Reproduce the records that follow exactly as they are written.

++++ DATA SHOWN ++++

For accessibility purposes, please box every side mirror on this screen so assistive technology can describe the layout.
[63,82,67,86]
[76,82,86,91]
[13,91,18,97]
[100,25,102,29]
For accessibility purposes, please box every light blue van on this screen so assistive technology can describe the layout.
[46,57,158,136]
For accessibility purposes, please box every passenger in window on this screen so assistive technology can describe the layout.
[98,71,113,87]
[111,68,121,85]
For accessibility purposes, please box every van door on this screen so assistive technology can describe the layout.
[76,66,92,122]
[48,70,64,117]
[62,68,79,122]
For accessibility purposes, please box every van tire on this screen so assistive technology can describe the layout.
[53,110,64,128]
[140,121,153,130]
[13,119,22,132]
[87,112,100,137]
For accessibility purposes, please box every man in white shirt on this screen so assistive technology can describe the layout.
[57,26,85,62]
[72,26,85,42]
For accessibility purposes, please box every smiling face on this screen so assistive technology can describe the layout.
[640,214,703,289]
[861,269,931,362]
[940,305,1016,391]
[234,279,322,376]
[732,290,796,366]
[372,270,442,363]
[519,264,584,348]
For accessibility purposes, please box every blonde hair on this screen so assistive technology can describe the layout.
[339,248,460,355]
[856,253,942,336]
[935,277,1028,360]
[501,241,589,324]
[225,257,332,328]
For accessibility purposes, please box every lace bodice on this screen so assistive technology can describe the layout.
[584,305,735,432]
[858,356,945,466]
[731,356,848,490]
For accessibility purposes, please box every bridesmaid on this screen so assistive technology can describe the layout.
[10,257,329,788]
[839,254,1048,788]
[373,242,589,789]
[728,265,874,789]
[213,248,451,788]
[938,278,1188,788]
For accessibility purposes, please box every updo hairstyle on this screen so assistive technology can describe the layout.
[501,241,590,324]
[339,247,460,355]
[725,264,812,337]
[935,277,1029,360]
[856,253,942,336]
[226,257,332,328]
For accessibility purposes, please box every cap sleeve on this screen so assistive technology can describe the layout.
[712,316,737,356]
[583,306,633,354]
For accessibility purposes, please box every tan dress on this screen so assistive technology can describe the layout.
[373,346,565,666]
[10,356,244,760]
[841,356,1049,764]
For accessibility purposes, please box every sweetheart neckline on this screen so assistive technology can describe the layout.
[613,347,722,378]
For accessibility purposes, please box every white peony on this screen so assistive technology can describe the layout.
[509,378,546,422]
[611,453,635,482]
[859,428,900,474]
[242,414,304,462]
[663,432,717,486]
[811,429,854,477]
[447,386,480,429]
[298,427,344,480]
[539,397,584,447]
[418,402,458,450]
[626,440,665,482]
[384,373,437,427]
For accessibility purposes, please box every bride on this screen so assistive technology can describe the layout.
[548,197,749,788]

++++

[ANSWER SPACE]:
For accessibility purposes, please box every side mirror on this screen so assistive technology can describe the layout.
[63,82,67,86]
[76,82,86,91]
[13,91,18,97]
[100,25,102,29]
For accessibility purposes, please box every light blue van on this screen so assistive technology can describe the layout.
[46,57,158,136]
For accessibility purposes, please box every passenger in window on this screen so assistive technology can describe the layout.
[98,71,113,87]
[111,68,121,85]
For accessibility purposes, please box every van door on this screen so assistive technology can describe the layout.
[76,66,92,122]
[48,70,64,117]
[62,68,79,122]
For accessibility purposes, please box every van tire on this screen so assistive technology can describe the layout.
[53,110,64,128]
[140,121,153,130]
[13,119,22,132]
[87,112,100,137]
For accessibility purposes, please box every man in white shirt on this screen so assistive technology can describe the layout.
[57,26,85,62]
[72,26,85,42]
For accessibility purposes, please box every smiling face on this screen so assistive technology can describe the layout.
[640,214,703,289]
[861,269,931,362]
[940,305,1016,391]
[234,279,322,376]
[732,290,796,366]
[372,270,442,363]
[519,264,584,348]
For accessibility purposes, please box every blonde hair on this screen so assistive technology can describe the layout.
[339,248,460,355]
[856,253,942,336]
[935,277,1028,360]
[501,241,589,324]
[225,257,332,328]
For accessibility purposes, please box every lace bodice on this screen so assistive technology can describe the layout.
[584,305,735,432]
[858,356,945,466]
[731,356,848,490]
For accessibility purposes, please box every bridesmaid on this screen so assistive technology can describe the layout.
[10,257,329,788]
[839,254,1048,788]
[373,242,589,789]
[728,265,874,789]
[213,248,451,788]
[938,278,1188,788]
For accessibility purposes, please box every updo hairstyle on this screen so assistive technology can describe the layout.
[501,241,590,324]
[339,247,460,355]
[725,264,812,337]
[935,277,1029,360]
[856,253,942,336]
[226,257,332,328]
For accessibility purposes, please box every cap sleeve on this screen so assistive technology can describe the layout.
[712,316,737,356]
[583,306,633,354]
For accessibility purposes, please box every tan dress on this screen so assistive technology can describe the layout.
[373,346,565,666]
[10,356,244,760]
[841,356,1049,764]
For accessibility purposes, please box every sweetheart neckline on this screen so assistive technology can describe the layout.
[613,347,722,378]
For accessibility purposes, please box every white peony on this screen so assistive technology can describe the layout.
[509,378,546,422]
[611,453,635,482]
[859,428,900,474]
[242,414,304,462]
[663,432,717,486]
[811,429,854,477]
[447,386,480,429]
[298,427,344,480]
[539,397,584,447]
[418,402,458,450]
[626,440,665,482]
[384,373,437,427]
For accessibility purposes, please box every bride on this screen so assistive technology can describe the layout.
[548,197,749,788]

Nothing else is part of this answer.